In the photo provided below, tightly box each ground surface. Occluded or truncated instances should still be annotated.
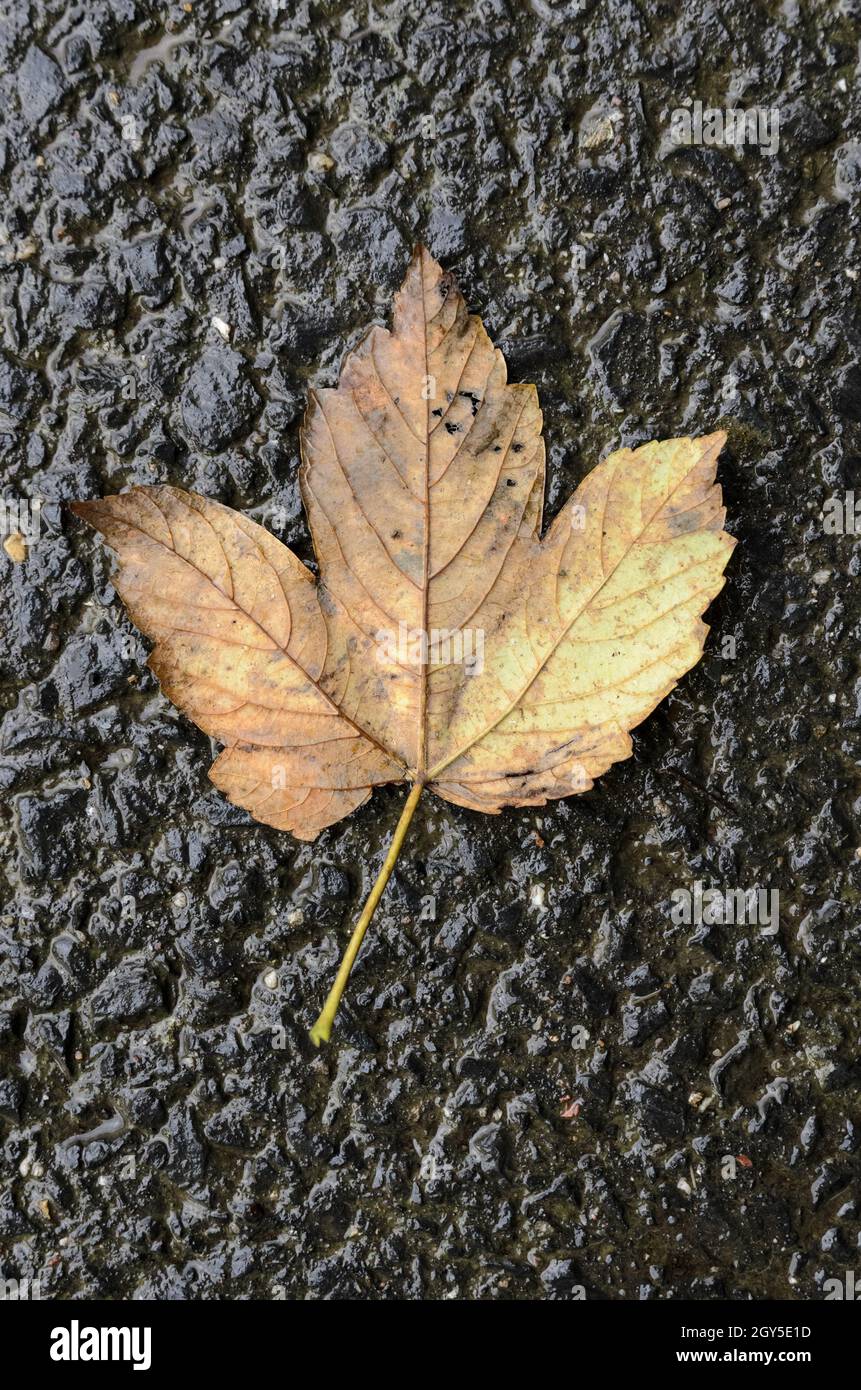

+===+

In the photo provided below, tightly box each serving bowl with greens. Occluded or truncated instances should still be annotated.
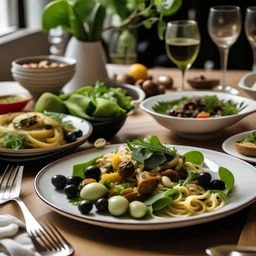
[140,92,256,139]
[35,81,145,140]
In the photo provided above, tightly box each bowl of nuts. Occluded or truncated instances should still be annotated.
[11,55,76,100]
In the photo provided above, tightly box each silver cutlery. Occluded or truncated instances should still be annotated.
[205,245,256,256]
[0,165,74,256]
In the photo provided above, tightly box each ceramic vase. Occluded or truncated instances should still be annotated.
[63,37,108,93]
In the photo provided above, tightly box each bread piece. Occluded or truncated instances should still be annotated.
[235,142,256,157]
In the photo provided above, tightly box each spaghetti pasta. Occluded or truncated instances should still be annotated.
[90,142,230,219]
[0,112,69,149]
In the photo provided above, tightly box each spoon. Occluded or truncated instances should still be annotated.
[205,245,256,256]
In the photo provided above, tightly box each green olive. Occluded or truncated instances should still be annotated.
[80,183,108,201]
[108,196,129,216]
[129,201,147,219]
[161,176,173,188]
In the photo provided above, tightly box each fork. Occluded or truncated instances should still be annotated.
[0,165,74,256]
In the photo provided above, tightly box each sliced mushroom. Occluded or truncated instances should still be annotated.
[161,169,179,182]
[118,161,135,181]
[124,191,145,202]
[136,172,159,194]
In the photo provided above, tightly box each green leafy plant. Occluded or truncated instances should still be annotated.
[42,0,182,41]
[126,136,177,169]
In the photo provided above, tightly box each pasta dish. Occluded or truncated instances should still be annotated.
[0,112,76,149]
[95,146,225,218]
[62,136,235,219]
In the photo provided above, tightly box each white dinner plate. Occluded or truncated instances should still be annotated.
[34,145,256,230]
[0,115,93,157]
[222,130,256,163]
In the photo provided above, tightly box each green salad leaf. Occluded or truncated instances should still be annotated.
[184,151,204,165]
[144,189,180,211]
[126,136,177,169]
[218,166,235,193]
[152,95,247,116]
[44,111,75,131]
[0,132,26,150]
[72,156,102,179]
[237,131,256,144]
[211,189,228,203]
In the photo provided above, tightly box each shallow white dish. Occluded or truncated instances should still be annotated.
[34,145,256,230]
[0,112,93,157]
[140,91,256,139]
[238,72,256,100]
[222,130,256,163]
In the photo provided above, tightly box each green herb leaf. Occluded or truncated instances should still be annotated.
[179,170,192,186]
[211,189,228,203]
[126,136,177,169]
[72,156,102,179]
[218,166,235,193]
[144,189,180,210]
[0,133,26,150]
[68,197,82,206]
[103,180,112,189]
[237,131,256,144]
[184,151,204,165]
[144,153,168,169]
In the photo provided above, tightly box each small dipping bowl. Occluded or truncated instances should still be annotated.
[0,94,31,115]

+===+

DIRECTIVE:
Update the material from the line containing "In the photo provided above, tightly box each spoon." down to the line containing "[144,153,168,169]", replacing "tightly box" with "draw a tight box around" and leaving everything else unchanged. Return only those lines.

TASK ANSWER:
In the photo provided above, draw a tight box around each spoon. Occluded or truncated instances should still be annotated.
[205,245,256,256]
In the photo provided above, draw a tight box around each green olive. Occluded or truncated instances should still be annotated.
[80,183,108,201]
[108,196,129,216]
[129,201,147,219]
[161,176,173,188]
In the photo provided above, draw a tight box around each fork. Occluded or truncated instances should still be annotated.
[0,165,74,256]
In the photo provided above, draw a tight box around each sliced mushroom. Occluded or truncated instances should still be annotated.
[161,169,179,182]
[118,161,135,181]
[124,191,145,202]
[136,172,159,194]
In the photo provided above, draw a tight box around each green leafy plant. Occluded or truncated instances should still be annotated.
[42,0,182,41]
[126,136,177,169]
In the photo provided above, draw a tight box around each pasta dish. Occluded or truncated instances should still be annotated.
[0,112,76,149]
[95,146,225,218]
[62,136,235,219]
In the photo provided above, draw a tight box around each white dinner plate. Occluded or truncated instances should still be annotated.
[34,145,256,230]
[0,115,93,157]
[222,130,256,163]
In the photo provided above, draw a tight box around each green salad leaf. Occluded or truncated instances should still be annotated.
[184,151,204,165]
[144,189,180,211]
[126,136,177,169]
[218,166,235,193]
[152,95,247,116]
[44,111,75,131]
[0,132,26,150]
[72,156,102,179]
[237,131,256,144]
[211,189,228,203]
In the photo provided above, draw a tight box around each shallow white dish. Occluded or truncated instances should still be annotated.
[34,145,256,230]
[0,112,93,157]
[140,91,256,139]
[238,72,256,100]
[222,130,256,163]
In the photo provided above, draw a tight box around each green herb leaf. Occluded or truncated instances should still be annotated.
[179,170,192,186]
[211,189,228,203]
[126,136,177,169]
[72,156,102,179]
[218,166,235,193]
[144,189,180,210]
[0,133,26,150]
[68,197,82,206]
[103,180,112,189]
[237,131,256,144]
[184,151,204,165]
[144,153,168,169]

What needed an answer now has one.